### What to produce
All that is needed is the line containing "the white hard" together with each line after it, transcribed exactly to the end of the records.

### Records for this exercise
%%

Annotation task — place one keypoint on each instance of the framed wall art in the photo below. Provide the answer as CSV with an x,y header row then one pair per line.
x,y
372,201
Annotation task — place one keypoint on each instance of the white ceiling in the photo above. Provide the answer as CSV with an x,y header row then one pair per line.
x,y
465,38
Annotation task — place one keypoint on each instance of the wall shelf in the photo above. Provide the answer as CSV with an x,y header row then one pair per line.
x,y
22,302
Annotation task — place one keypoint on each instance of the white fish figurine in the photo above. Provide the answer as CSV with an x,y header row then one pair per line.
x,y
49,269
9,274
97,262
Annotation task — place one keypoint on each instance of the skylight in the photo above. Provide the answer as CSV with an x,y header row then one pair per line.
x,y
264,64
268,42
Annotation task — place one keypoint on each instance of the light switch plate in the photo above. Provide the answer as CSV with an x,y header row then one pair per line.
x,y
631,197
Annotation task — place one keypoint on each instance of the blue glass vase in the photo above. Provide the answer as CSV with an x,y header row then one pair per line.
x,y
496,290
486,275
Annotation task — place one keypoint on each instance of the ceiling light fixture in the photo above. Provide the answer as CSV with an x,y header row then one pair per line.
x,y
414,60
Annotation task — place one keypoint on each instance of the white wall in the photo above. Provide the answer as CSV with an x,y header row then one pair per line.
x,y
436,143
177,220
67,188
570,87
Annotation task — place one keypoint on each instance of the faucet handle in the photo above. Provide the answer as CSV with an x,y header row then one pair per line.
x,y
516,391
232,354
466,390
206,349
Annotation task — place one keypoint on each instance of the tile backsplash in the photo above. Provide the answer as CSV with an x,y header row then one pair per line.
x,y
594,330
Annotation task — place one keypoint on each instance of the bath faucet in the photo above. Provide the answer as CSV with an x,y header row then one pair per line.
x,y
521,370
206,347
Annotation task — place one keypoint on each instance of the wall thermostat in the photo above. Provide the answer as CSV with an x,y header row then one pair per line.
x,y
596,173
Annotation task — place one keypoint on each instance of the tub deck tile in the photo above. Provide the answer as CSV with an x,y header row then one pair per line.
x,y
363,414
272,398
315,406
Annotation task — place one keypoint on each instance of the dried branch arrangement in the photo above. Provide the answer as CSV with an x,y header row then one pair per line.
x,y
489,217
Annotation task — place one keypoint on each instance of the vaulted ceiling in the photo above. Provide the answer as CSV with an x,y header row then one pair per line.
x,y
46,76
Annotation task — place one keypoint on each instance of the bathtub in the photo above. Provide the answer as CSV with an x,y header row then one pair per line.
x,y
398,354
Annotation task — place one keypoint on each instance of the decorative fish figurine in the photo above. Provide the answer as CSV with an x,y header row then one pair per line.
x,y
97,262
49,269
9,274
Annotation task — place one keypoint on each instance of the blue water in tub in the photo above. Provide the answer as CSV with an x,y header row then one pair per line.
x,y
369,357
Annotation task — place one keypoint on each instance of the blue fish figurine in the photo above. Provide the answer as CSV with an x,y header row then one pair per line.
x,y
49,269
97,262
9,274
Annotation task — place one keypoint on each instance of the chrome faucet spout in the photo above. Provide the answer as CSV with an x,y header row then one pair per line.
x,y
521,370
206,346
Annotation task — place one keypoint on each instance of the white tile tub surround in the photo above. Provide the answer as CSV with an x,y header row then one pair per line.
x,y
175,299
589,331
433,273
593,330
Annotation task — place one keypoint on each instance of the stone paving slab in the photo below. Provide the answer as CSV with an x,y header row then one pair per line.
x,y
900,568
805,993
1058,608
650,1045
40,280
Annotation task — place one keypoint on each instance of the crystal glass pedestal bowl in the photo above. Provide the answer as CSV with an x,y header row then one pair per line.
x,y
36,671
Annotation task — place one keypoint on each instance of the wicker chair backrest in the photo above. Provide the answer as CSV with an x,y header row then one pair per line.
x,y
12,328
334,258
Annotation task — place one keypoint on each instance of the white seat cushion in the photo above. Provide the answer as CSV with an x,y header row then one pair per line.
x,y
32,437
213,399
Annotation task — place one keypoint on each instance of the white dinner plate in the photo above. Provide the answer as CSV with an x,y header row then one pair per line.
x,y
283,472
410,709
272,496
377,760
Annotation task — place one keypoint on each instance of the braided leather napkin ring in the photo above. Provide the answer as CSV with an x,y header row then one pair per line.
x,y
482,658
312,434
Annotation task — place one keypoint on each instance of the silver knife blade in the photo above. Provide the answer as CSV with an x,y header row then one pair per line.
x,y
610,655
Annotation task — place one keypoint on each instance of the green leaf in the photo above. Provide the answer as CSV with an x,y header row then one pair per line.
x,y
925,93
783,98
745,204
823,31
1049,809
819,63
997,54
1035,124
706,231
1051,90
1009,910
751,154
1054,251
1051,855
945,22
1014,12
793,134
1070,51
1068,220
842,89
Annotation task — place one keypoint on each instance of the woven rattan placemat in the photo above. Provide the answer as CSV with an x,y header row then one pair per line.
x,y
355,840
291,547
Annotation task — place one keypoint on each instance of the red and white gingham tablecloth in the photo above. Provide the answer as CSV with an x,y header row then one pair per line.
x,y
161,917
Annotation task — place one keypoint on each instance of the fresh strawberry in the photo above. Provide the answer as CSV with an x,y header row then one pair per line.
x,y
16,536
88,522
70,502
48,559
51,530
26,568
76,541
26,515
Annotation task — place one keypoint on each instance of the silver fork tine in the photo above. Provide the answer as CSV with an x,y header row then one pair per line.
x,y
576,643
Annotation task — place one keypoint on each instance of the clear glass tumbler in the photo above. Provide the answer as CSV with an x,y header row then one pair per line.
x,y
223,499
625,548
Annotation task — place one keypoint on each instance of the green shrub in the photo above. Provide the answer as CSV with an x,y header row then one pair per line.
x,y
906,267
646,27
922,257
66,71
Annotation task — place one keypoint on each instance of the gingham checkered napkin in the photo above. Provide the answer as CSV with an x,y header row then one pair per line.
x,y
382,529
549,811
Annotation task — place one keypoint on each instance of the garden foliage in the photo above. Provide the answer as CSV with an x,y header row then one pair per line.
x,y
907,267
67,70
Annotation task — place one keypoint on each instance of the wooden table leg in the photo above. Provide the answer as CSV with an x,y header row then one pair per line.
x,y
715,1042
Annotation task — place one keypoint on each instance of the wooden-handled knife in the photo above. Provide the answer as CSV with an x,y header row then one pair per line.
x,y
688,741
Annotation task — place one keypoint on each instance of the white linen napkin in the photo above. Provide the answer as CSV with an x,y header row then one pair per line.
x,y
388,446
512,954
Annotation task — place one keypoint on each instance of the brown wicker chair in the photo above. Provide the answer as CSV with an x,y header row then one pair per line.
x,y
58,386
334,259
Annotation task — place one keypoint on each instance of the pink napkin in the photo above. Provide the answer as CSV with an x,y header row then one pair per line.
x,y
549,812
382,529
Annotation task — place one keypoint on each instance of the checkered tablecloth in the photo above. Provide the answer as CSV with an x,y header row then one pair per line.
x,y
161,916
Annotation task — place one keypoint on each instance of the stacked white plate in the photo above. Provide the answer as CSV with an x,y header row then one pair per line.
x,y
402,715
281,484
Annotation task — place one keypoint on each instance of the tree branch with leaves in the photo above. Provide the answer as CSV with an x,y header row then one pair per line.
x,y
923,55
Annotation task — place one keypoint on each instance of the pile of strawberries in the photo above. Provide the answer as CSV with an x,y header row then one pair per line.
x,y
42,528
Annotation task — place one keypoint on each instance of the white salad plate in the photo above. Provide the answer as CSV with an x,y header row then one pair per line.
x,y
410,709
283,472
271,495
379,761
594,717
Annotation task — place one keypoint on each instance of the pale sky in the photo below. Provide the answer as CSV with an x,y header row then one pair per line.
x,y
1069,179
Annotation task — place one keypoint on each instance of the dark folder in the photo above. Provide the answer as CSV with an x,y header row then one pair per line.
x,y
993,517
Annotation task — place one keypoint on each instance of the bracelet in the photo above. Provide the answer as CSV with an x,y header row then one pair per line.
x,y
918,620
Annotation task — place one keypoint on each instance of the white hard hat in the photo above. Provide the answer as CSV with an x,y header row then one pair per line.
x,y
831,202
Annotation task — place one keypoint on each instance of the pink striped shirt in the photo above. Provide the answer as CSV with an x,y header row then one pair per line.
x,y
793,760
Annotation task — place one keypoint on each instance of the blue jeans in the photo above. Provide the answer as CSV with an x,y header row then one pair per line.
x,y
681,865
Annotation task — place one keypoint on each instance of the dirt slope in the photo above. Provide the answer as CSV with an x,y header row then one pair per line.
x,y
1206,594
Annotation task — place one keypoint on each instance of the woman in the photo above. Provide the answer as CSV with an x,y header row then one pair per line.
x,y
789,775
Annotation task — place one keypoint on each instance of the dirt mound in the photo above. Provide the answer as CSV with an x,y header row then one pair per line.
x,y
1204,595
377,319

%%

### Written answer
Annotation task — place one keypoint on each instance of the white hard hat in the photo above. Provide the answer as CSV with an x,y header row then one pair per line.
x,y
831,202
Annotation task — place one keypoint on each instance of the pink striped shirt in the photo above. Provide the answer as CSV with an x,y header row then one pair per line.
x,y
793,760
Annotation task — place one keypoint on each instance of the blue jeans in the photo above. Provide the answer as CSV with an x,y header row then one pair per line.
x,y
681,865
Annotation task — place one keypoint on each instance of the dirt slope in the photo above. Provide the answer as CSV with an x,y header row then one pair per line.
x,y
1206,594
Annotation task — place one keypoint on each instance of the woman in the photo above. Provide the answer as CSV with an x,y header row then one pair per line.
x,y
789,775
Annotation task — place one keypoint on each instance of the dirt mound in the photo above. Provide the answer as CSV with an x,y header row then one pair per line.
x,y
1204,595
377,319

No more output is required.